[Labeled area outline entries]
----------------

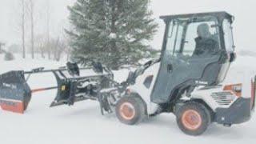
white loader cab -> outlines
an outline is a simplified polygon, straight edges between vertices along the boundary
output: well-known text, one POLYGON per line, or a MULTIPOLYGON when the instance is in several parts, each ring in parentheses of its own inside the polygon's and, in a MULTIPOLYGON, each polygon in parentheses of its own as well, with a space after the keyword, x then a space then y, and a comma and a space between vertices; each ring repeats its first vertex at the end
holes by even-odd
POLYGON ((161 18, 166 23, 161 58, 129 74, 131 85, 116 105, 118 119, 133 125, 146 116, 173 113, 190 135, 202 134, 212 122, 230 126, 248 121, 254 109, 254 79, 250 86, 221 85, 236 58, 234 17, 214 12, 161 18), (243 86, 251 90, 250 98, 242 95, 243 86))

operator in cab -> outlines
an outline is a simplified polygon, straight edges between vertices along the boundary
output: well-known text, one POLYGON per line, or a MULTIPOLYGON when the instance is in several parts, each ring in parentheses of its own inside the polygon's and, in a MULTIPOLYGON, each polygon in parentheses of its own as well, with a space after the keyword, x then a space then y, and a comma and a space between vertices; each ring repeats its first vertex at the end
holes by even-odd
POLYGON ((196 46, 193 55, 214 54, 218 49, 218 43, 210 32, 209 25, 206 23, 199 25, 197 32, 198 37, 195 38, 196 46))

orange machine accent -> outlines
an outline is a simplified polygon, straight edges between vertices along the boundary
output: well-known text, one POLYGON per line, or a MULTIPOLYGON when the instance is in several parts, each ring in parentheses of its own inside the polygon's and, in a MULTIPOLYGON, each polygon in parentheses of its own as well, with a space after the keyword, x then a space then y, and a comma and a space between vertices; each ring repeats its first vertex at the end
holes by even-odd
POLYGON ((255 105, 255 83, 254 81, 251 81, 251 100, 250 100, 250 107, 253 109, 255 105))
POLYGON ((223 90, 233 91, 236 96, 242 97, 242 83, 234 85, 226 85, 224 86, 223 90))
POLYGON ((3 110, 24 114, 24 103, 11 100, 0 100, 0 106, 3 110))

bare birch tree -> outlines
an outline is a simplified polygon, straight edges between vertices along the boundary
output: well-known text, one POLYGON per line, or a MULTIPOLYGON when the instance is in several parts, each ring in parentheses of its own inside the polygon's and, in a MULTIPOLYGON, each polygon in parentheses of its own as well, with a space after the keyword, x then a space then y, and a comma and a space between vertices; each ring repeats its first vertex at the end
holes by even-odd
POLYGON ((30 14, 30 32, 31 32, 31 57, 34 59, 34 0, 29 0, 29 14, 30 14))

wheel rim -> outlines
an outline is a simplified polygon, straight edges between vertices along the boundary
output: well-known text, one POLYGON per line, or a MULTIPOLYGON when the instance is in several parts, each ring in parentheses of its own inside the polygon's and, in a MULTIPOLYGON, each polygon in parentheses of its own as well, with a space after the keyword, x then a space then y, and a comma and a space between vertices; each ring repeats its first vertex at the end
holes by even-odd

----------------

Render all the records above as a JSON list of strings, one string per line, dropping blank lines and leaving the pictures out.

[
  "white loader cab -> outlines",
  "an outline is a simplified polygon, straight edges between vertices along the boundary",
  "output: well-known text, one POLYGON per line, or a MULTIPOLYGON when the instance is in several parts, each ring in parentheses of its own inside the polygon's and, in a MULTIPOLYGON, each polygon in parentheses of its own as well, with a space after the keyword, x then a space then y, and a comma and a space between vertices; each ring repeats its first vertex at the end",
  "holes by even-odd",
  "POLYGON ((161 18, 166 23, 161 58, 129 74, 131 85, 116 105, 118 119, 133 125, 146 116, 173 113, 190 135, 202 134, 212 122, 230 126, 248 121, 254 109, 254 79, 250 86, 221 85, 236 58, 234 17, 214 12, 161 18), (243 86, 251 90, 250 98, 242 95, 243 86))",
  "operator in cab -> outlines",
  "an outline is a simplified polygon, straight edges between vertices along the boundary",
  "output: well-known text, one POLYGON per line, or a MULTIPOLYGON when the instance is in several parts, each ring in parentheses of its own inside the polygon's and, in a MULTIPOLYGON, each polygon in parentheses of its own as well, with a space after the keyword, x then a space then y, and a comma and a space between vertices; each ring repeats its first vertex at the end",
  "holes by even-odd",
  "POLYGON ((196 46, 193 55, 214 54, 218 49, 218 43, 210 32, 209 25, 206 23, 199 25, 197 32, 198 37, 195 38, 196 46))",
  "orange machine accent -> outlines",
  "an outline is a simplified polygon, straight edges between vertices along the boundary",
  "output: well-known text, one POLYGON per line, or a MULTIPOLYGON when the instance is in several parts, each ring in parentheses of its own inside the polygon's and, in a MULTIPOLYGON, each polygon in parentheses of its own as well, with a space after the keyword, x then a space then y, and a comma and a space between vertices; each ring repeats its first vertex at the end",
  "holes by even-odd",
  "POLYGON ((255 105, 255 83, 254 81, 251 81, 251 100, 250 100, 250 107, 253 109, 255 105))",
  "POLYGON ((223 90, 233 91, 236 96, 242 97, 242 83, 234 85, 226 85, 224 86, 223 90))",
  "POLYGON ((3 110, 24 114, 24 103, 11 100, 0 100, 0 106, 3 110))",
  "bare birch tree -> outlines",
  "an outline is a simplified polygon, straight edges between vertices along the boundary",
  "output: well-known text, one POLYGON per line, or a MULTIPOLYGON when the instance is in several parts, each ring in parentheses of its own inside the polygon's and, in a MULTIPOLYGON, each polygon in parentheses of its own as well, with a space after the keyword, x then a space then y, and a comma and a space between vertices; each ring repeats its first vertex at the end",
  "holes by even-odd",
  "POLYGON ((30 14, 30 32, 31 32, 31 57, 34 59, 34 0, 29 0, 29 14, 30 14))",
  "wheel rim -> outlines",
  "an outline is a simplified polygon, straight edges between vertices along the boundary",
  "output: well-known text, one POLYGON per line, or a MULTIPOLYGON when the instance is in several parts, each ring in parentheses of its own inside the polygon's and, in a MULTIPOLYGON, each polygon in parentheses of its own as well, with a space after the keyword, x then a space then y, and a comma and a space between vertices; each ring repeats its first vertex at the end",
  "holes by even-odd"
]